EXTRAIT:
++++

Le village artistique de Noailles comptait plus de 2 000 habitants, dont 300 artistes et artisans, pour 75 ateliers, selon les données citées par Rémy. Evoquant le Village avant les attaques des bandits, Jean Eddy Remy l’a présenté comme un « lieu dynamique » qui, dans sa réalité la plus concrète, incarnait « l’entrepreneuriat culturel sous toutes ses facettes ».
Malheureusement, pour sauver leur vie et échapper sain et sauf à l’attaque des gangs armés, plusieurs artisans se sont retrouvés dans l’obligation de fermer leur boutique ou de laisser le pays. Cette situation contribue grandement à enfoncer davantage dans la plus profonde somnolence le secteur artisanal.
Remettre l’artisanat haïtien sur le marché mondial
Face à ce constat accablant pour les acteurs du secteur artisanal et pour l’économie du pays, la Banque interaméricaine de développement (BID) très décidée à accompagner les artisans a invité, le 1er décembre 2023, les différents acteurs concernés par le commerce de l’artisanat à un débat autour de la question suivante : « Comment mettre l’artisanat haïtien sur le marché international ? ».
Une demi-douzaine d’intervenants ont essayé d’apporter une réponse à cette question, parmi lesquels Mme Sandra Russo, qui est directrice générale de Sandilou, une entreprise spécialisée dans la fabrication de vêtements, et Mme Magalie Dresse, propriétaire de Caribbean Craft, une entreprise d’exportation de produits artisanaux.
Prenant la parole à cette série d’échanges sur l’artisanat haïtien, Mme Russo a brossé un sombre portrait de ce secteur d’activité dont elle entrevoit déjà la disparition. « On était les premiers dans l’artisanat, on est en train de disparaître au point de vue artisanal », a lâché d’un trait la gérante de Sandilou. Dans le souci de traduire en données chiffrées les propos qu’elle a avancés, Sandra Russo s’est référée à des informations rapportées par un groupe d’exportateurs de produits artisanaux disant ceci :
« Avant l’embargo économique imposé à Haïti en 1991, un exportateur affilié à un groupe de 12 autres exportateurs exportait sur une base hebdomadaire près de 40 conteneurs de 40 pieds remplis de produits artisanaux. » Ce groupe comptait au total 5 000 artisans affiliés. Après l’embargo, le nombre des membres affiliés du groupe est passé à 500. Quant à aujourd’hui, s’ils arrivent à exporter cinq conteneurs par mois, ça fait déjà beaucoup », s’est emportée la diplômée en Art Mme Russo.
Selon elle, l’artisanat tel qu’il se pratique de nos jours est un artisanat de boutique. De jour en jour, les producteurs artisanaux éprouvent de plus en plus de difficultés pour exporter. Tout cela impacte fort sur l’environnement haïtien qui perd peu à peu de son caractère inspirant, au grand dam des créateurs.
Sandra Russo pense que le fait pour Haïti de ne pas intégrer le marché économique de la Caricom est un gros désavantage pour le pays du point de vue commercial. Car cela oblige les artisans haïtiens à devoir payer 75 % de taxes sur des produits exportés sur ce marché qui pourtant reste ouvert à l’artisanat haïtien et réceptif aux artisans d’Haïti. Fort de ce constat, la dirigeante de Sandilou a appelé les producteurs artisanaux haïtiens à se regrouper et à s’intéresser à ce marché qui peut être une source de revenus assez importante.

++++

Contours de zones étiquetées:
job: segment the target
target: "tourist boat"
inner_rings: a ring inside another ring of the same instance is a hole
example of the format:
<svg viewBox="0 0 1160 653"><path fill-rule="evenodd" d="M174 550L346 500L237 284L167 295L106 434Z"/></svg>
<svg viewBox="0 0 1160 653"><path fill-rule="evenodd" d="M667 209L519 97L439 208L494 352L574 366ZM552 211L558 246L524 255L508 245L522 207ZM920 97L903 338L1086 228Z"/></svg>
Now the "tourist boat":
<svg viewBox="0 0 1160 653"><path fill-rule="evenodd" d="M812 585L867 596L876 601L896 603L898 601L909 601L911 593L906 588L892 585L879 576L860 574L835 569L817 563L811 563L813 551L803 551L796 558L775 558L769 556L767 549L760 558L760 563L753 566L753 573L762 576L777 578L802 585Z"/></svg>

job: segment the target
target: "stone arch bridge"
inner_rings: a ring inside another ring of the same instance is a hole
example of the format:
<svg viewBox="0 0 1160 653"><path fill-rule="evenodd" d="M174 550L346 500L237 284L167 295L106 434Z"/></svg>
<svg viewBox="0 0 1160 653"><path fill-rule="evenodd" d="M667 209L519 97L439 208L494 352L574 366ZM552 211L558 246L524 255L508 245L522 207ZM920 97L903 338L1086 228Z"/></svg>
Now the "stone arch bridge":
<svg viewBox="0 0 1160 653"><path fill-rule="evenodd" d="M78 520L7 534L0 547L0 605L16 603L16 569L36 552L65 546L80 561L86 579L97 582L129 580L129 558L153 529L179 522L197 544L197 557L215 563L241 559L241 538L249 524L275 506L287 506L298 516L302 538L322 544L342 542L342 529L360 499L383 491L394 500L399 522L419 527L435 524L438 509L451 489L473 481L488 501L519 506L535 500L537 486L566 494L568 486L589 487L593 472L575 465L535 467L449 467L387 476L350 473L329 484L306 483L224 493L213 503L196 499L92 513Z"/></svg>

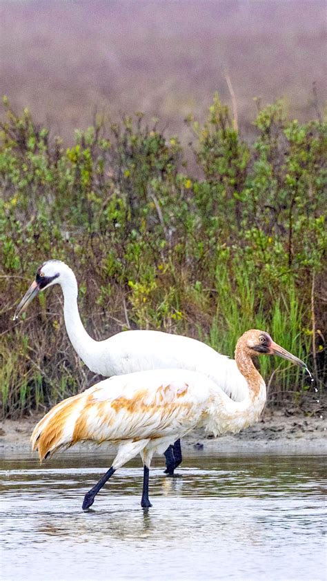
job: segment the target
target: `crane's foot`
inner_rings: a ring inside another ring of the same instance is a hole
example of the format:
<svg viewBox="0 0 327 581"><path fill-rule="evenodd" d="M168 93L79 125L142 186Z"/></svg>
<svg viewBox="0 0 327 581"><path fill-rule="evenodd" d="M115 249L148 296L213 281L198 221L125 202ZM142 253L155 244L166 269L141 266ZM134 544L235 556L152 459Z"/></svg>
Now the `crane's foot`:
<svg viewBox="0 0 327 581"><path fill-rule="evenodd" d="M175 458L175 468L177 468L177 466L179 466L181 464L183 460L183 456L181 455L181 440L177 440L175 443L172 446L172 452L174 454Z"/></svg>
<svg viewBox="0 0 327 581"><path fill-rule="evenodd" d="M142 509L150 509L150 507L152 506L152 504L148 498L142 498L141 500L141 506Z"/></svg>
<svg viewBox="0 0 327 581"><path fill-rule="evenodd" d="M83 501L82 510L87 511L90 506L92 506L95 502L95 495L90 494L90 492L87 492Z"/></svg>

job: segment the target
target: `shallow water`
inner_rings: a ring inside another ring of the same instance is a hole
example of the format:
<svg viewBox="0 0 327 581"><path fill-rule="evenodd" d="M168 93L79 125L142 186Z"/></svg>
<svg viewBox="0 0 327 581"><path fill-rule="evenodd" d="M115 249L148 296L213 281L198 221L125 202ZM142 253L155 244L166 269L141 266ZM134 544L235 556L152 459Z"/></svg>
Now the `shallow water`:
<svg viewBox="0 0 327 581"><path fill-rule="evenodd" d="M5 457L1 579L324 581L326 456L196 454L176 479L155 460L148 511L136 459L86 513L104 455Z"/></svg>

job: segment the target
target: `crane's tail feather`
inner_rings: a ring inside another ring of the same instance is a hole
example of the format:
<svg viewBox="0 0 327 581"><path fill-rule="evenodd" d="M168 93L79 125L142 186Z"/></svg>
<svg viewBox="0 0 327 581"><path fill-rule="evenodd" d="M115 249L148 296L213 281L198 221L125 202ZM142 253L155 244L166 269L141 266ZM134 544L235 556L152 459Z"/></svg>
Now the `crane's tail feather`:
<svg viewBox="0 0 327 581"><path fill-rule="evenodd" d="M31 436L32 449L38 451L40 462L77 441L74 440L75 426L83 406L84 393L63 400L35 426Z"/></svg>

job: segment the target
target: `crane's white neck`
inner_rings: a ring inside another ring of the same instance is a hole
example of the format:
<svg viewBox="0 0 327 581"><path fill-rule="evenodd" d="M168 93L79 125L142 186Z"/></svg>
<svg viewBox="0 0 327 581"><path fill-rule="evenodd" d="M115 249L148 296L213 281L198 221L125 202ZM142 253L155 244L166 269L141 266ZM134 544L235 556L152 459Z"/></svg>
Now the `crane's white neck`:
<svg viewBox="0 0 327 581"><path fill-rule="evenodd" d="M63 315L68 337L81 359L92 369L97 342L90 337L81 321L77 306L77 281L70 268L61 277L59 284L63 294Z"/></svg>

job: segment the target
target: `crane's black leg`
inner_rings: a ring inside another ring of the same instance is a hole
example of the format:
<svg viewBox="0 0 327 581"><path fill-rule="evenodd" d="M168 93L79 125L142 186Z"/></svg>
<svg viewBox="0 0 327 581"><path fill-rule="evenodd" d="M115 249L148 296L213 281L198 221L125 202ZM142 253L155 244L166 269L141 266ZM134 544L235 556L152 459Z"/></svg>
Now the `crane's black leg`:
<svg viewBox="0 0 327 581"><path fill-rule="evenodd" d="M106 474L103 474L102 478L100 478L99 482L97 482L95 486L94 486L93 488L92 488L90 490L89 490L88 492L86 493L82 504L82 509L83 511L86 511L87 509L89 509L90 506L92 505L93 502L95 502L95 498L98 493L99 491L101 490L103 484L106 484L107 480L109 480L110 476L112 476L114 472L115 471L116 471L112 468L112 466L111 466L111 468L109 469L108 472L106 472Z"/></svg>
<svg viewBox="0 0 327 581"><path fill-rule="evenodd" d="M143 466L143 492L142 500L141 500L141 506L142 509L148 509L152 506L151 502L149 500L149 469L146 464Z"/></svg>
<svg viewBox="0 0 327 581"><path fill-rule="evenodd" d="M179 466L181 464L183 460L183 456L181 455L181 440L177 440L175 443L172 446L172 451L174 453L174 457L175 457L175 466L174 468L177 468L177 466Z"/></svg>
<svg viewBox="0 0 327 581"><path fill-rule="evenodd" d="M174 456L174 450L172 446L170 446L167 448L167 450L165 452L165 458L166 458L166 470L164 471L165 474L168 474L170 476L172 476L174 473L175 469L175 456Z"/></svg>

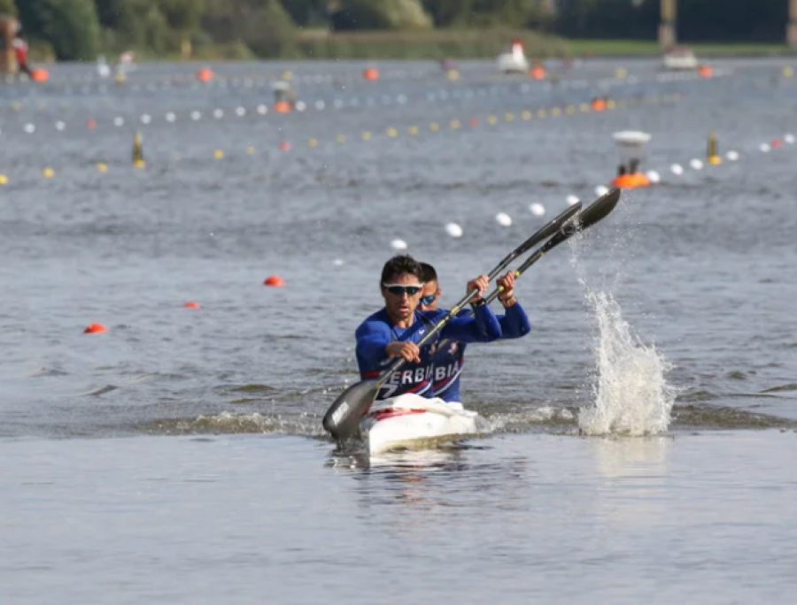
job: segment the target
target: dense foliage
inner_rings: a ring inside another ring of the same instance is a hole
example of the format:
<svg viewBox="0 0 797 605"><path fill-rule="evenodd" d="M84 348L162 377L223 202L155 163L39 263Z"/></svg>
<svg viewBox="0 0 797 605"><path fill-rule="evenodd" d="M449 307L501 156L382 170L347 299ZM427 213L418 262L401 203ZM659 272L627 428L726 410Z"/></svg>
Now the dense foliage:
<svg viewBox="0 0 797 605"><path fill-rule="evenodd" d="M321 32L541 29L569 37L654 39L660 0L0 0L22 34L60 59L135 50L185 57L301 56ZM678 0L687 41L782 41L788 0ZM314 34L314 38L313 38ZM303 42L304 41L304 42Z"/></svg>

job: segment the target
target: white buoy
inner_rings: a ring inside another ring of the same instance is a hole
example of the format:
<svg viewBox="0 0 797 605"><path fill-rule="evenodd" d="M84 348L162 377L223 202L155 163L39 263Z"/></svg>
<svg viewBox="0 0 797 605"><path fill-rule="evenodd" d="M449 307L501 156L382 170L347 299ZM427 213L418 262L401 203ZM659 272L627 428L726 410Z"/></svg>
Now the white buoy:
<svg viewBox="0 0 797 605"><path fill-rule="evenodd" d="M495 220L501 226L509 226L512 225L512 218L505 212L499 212L496 214Z"/></svg>
<svg viewBox="0 0 797 605"><path fill-rule="evenodd" d="M452 237L462 237L462 227L456 223L448 223L445 226L445 232Z"/></svg>

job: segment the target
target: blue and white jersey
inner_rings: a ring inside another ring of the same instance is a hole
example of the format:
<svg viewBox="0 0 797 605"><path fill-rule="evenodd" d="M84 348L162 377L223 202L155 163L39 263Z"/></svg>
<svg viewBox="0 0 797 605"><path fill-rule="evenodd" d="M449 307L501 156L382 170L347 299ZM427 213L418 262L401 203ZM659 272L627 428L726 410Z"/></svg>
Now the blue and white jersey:
<svg viewBox="0 0 797 605"><path fill-rule="evenodd" d="M464 309L457 317L467 317L470 310ZM501 326L501 339L521 338L531 331L526 311L520 302L507 309L505 315L497 315ZM441 341L436 347L432 364L434 366L434 396L445 402L460 402L460 374L465 364L463 342Z"/></svg>
<svg viewBox="0 0 797 605"><path fill-rule="evenodd" d="M388 357L385 348L395 341L419 342L427 330L446 315L446 311L416 310L413 325L398 327L383 309L368 318L354 333L357 339L357 364L363 380L379 377L395 357ZM405 362L398 371L393 372L376 395L376 400L414 393L423 397L434 396L435 345L441 340L459 342L490 342L501 336L498 318L486 305L476 307L474 315L453 318L432 341L421 348L421 362Z"/></svg>

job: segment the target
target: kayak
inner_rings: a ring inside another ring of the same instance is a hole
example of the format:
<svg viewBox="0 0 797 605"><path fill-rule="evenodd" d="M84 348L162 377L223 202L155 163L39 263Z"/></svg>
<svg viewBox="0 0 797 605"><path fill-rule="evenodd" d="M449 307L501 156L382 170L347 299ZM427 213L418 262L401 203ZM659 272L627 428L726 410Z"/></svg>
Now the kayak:
<svg viewBox="0 0 797 605"><path fill-rule="evenodd" d="M434 447L484 433L484 422L461 403L411 393L376 402L360 427L370 456Z"/></svg>

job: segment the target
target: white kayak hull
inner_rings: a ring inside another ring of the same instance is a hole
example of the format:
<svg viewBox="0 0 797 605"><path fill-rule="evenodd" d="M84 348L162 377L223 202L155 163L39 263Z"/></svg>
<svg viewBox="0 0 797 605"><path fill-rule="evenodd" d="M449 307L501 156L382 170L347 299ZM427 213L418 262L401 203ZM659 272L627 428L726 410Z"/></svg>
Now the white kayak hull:
<svg viewBox="0 0 797 605"><path fill-rule="evenodd" d="M407 394L376 402L360 423L370 456L434 447L475 435L483 419L461 403Z"/></svg>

++++

CONSIGNE: D'après l'extrait sur l'artisanat haïtien, quel taux de taxes les artisans haïtiens doivent-ils payer sur les produits exportés vers le marché de la Caricom ?

CORRIGÉ: 75 %.